*Goal of the exercise:* Print the entries exactly; skip the pictures.

(Beginning of Material to process)

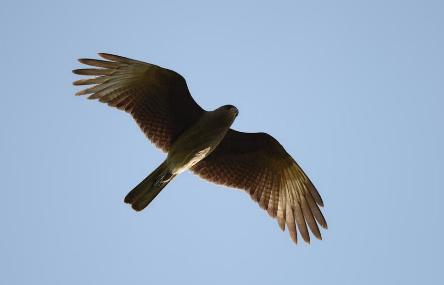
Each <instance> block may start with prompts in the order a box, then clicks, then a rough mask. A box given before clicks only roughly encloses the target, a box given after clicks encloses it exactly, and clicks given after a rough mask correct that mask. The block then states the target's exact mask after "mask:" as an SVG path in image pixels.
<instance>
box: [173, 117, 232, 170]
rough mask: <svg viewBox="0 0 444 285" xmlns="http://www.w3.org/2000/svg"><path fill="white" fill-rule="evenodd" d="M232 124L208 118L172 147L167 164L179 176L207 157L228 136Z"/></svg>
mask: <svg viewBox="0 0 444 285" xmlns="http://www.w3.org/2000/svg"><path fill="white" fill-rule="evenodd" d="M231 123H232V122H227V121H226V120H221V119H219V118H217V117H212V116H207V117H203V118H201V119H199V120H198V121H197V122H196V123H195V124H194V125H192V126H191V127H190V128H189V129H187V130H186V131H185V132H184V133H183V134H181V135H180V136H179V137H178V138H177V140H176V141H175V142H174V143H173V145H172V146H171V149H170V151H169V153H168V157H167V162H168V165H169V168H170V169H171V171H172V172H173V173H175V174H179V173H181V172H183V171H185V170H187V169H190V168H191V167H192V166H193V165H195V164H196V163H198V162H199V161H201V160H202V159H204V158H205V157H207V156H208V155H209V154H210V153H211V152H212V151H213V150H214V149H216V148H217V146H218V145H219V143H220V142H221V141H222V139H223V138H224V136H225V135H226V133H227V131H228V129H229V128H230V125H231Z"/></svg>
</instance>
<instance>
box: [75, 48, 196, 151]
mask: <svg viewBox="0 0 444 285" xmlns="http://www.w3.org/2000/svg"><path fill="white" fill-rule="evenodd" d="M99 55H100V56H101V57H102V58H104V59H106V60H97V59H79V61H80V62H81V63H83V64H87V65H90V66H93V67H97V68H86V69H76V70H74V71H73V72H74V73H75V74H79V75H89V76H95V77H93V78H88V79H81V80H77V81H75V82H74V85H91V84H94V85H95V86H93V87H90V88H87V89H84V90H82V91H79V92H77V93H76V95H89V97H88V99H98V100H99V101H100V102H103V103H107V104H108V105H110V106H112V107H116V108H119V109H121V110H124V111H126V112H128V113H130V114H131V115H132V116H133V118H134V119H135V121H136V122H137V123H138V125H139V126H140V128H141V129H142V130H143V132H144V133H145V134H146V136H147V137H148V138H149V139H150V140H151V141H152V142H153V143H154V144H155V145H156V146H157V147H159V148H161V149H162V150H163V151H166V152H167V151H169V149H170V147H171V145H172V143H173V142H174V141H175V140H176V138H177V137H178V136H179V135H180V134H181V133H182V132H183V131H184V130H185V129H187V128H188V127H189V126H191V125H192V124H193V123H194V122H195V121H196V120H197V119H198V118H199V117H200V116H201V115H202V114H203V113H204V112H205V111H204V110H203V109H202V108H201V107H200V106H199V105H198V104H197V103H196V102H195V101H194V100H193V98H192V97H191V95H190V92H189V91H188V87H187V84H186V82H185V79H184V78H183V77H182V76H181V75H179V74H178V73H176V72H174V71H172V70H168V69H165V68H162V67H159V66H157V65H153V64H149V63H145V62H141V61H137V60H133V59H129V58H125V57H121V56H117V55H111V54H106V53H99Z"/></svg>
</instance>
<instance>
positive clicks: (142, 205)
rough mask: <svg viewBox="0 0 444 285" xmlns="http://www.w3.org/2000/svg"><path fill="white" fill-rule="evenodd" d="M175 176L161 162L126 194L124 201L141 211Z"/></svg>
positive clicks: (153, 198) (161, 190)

(End of Material to process)

*Answer:*
Each <instance> block may start with prompts in the order a box, then clicks, then a rough mask. A box given before clicks only roughly encloses the target, a box given after clicks encloses it exactly, and clicks given after a rough mask correct that mask. The block then states the target's exact mask after "mask:" as an SVG path in image pixels.
<instance>
box: [173, 117, 232, 170]
rough mask: <svg viewBox="0 0 444 285" xmlns="http://www.w3.org/2000/svg"><path fill="white" fill-rule="evenodd" d="M232 124L208 118L172 147L167 164L179 176L207 157L228 136Z"/></svg>
mask: <svg viewBox="0 0 444 285" xmlns="http://www.w3.org/2000/svg"><path fill="white" fill-rule="evenodd" d="M231 123H232V122H227V121H226V120H221V119H219V118H217V117H212V116H207V117H203V118H201V119H199V120H198V121H197V122H196V123H195V124H194V125H192V126H191V127H190V128H189V129H187V130H186V131H185V132H184V133H183V134H181V135H180V136H179V137H178V138H177V140H176V141H175V142H174V143H173V145H172V146H171V149H170V151H169V153H168V157H167V162H168V165H169V168H170V169H171V171H172V172H173V173H175V174H179V173H181V172H183V171H185V170H187V169H190V168H191V167H192V166H193V165H195V164H196V163H198V162H199V161H201V160H202V159H204V158H205V157H207V156H208V155H209V154H210V153H211V152H212V151H213V150H214V149H216V148H217V146H218V145H219V143H220V142H221V141H222V139H223V138H224V136H225V135H226V133H227V131H228V129H229V128H230V125H231Z"/></svg>
</instance>
<instance>
box: [75, 48, 196, 151]
mask: <svg viewBox="0 0 444 285" xmlns="http://www.w3.org/2000/svg"><path fill="white" fill-rule="evenodd" d="M99 55H100V56H101V57H102V58H104V59H106V60H97V59H79V61H80V62H81V63H83V64H87V65H90V66H93V67H97V68H86V69H76V70H74V71H73V72H74V73H75V74H79V75H89V76H95V77H93V78H88V79H81V80H77V81H75V82H74V85H91V84H94V85H95V86H93V87H90V88H87V89H84V90H82V91H79V92H77V93H76V95H89V97H88V99H98V100H99V101H100V102H103V103H107V104H108V105H110V106H112V107H116V108H119V109H121V110H124V111H126V112H128V113H130V114H131V115H132V116H133V118H134V119H135V121H136V122H137V123H138V125H139V126H140V128H141V129H142V130H143V132H144V133H145V134H146V136H147V137H148V138H149V139H150V140H151V141H152V142H153V143H154V144H155V145H156V146H157V147H159V148H161V149H162V150H163V151H166V152H167V151H169V149H170V147H171V145H172V143H173V142H174V141H175V140H176V138H177V137H178V136H179V135H180V134H181V133H182V132H183V131H184V130H185V129H187V128H188V127H189V126H191V125H192V124H193V123H194V122H195V121H196V120H197V119H198V118H199V117H200V116H201V115H202V114H203V113H204V112H205V111H204V110H203V109H202V108H201V107H200V106H199V105H198V104H197V103H196V102H195V101H194V100H193V98H192V97H191V95H190V92H189V91H188V87H187V84H186V82H185V79H184V78H183V77H182V76H181V75H179V74H178V73H176V72H174V71H172V70H168V69H165V68H162V67H159V66H157V65H153V64H149V63H145V62H141V61H137V60H133V59H129V58H125V57H121V56H117V55H111V54H106V53H99Z"/></svg>
</instance>
<instance>
positive clicks: (142, 205)
rough mask: <svg viewBox="0 0 444 285" xmlns="http://www.w3.org/2000/svg"><path fill="white" fill-rule="evenodd" d="M175 176L161 162L126 194L124 201L141 211Z"/></svg>
positive clicks: (153, 198) (161, 190)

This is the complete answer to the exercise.